— Begin Information supplied —
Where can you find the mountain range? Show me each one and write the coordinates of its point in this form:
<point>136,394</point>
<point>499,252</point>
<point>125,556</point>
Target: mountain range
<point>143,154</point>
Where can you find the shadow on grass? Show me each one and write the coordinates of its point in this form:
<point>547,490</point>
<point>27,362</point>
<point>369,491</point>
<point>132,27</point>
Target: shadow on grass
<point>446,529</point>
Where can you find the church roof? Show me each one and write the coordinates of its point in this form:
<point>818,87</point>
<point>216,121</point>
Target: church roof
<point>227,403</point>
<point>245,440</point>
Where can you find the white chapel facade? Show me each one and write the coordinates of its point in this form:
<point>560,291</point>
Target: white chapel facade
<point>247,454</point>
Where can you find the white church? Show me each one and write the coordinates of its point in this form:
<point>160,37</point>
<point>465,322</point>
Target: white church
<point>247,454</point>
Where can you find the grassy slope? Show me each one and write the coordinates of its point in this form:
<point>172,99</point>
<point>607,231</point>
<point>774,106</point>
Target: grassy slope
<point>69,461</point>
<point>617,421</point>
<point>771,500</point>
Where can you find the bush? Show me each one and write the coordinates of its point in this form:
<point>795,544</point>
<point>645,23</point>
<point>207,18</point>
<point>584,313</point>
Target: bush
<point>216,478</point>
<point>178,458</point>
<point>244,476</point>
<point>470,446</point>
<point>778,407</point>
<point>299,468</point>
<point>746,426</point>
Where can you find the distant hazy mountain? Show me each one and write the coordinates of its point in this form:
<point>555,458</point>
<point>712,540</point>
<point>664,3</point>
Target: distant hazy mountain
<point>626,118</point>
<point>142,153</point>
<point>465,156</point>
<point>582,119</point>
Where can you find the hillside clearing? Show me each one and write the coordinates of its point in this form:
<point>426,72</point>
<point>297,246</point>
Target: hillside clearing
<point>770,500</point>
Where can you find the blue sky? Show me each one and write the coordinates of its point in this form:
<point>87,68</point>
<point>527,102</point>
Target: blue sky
— End Information supplied —
The lines to reproduce run from the line containing "Where can you find the shadow" to the end of the listing; write them out exactly and add nothing.

Where can you find the shadow on grass? Show me each one and write the coordinates of its point in this form:
<point>547,490</point>
<point>27,362</point>
<point>369,491</point>
<point>132,27</point>
Target: shadow on grass
<point>446,529</point>
Where can you find the church roof? Show me each one and write the coordinates of its point in this form:
<point>818,87</point>
<point>216,121</point>
Target: church roof
<point>227,403</point>
<point>245,440</point>
Where can you find the white chapel facade? Show me each one and write the coordinates of its point in this form:
<point>560,291</point>
Target: white chapel facade
<point>247,454</point>
Where can you find the white church? Show me each one and write the coordinates of its point in this form:
<point>160,37</point>
<point>465,322</point>
Target: white church
<point>247,454</point>
Where can you find the grassy slope? Show me each one and write the coordinates of its point in this form:
<point>172,99</point>
<point>607,231</point>
<point>774,106</point>
Target: grassy slope
<point>69,461</point>
<point>617,421</point>
<point>771,500</point>
Where can you find the bush? Show me each one and write the coordinates of its point in this form:
<point>795,544</point>
<point>645,23</point>
<point>207,18</point>
<point>584,313</point>
Target: bush
<point>216,478</point>
<point>178,458</point>
<point>244,476</point>
<point>470,446</point>
<point>778,407</point>
<point>299,468</point>
<point>746,426</point>
Where can you find the distant hazy mountain? Show me each one and write the coordinates of its point in this form:
<point>555,458</point>
<point>712,540</point>
<point>664,3</point>
Target: distant hazy mountain
<point>626,118</point>
<point>142,153</point>
<point>465,156</point>
<point>582,119</point>
Where can you find the hillside clearing? Show me each one and write the coordinates of its point in this form:
<point>426,72</point>
<point>297,246</point>
Target: hillside clearing
<point>770,500</point>
Where can you find the blue sky? Show me each one and write the coordinates of its point in this form:
<point>87,68</point>
<point>527,102</point>
Target: blue sky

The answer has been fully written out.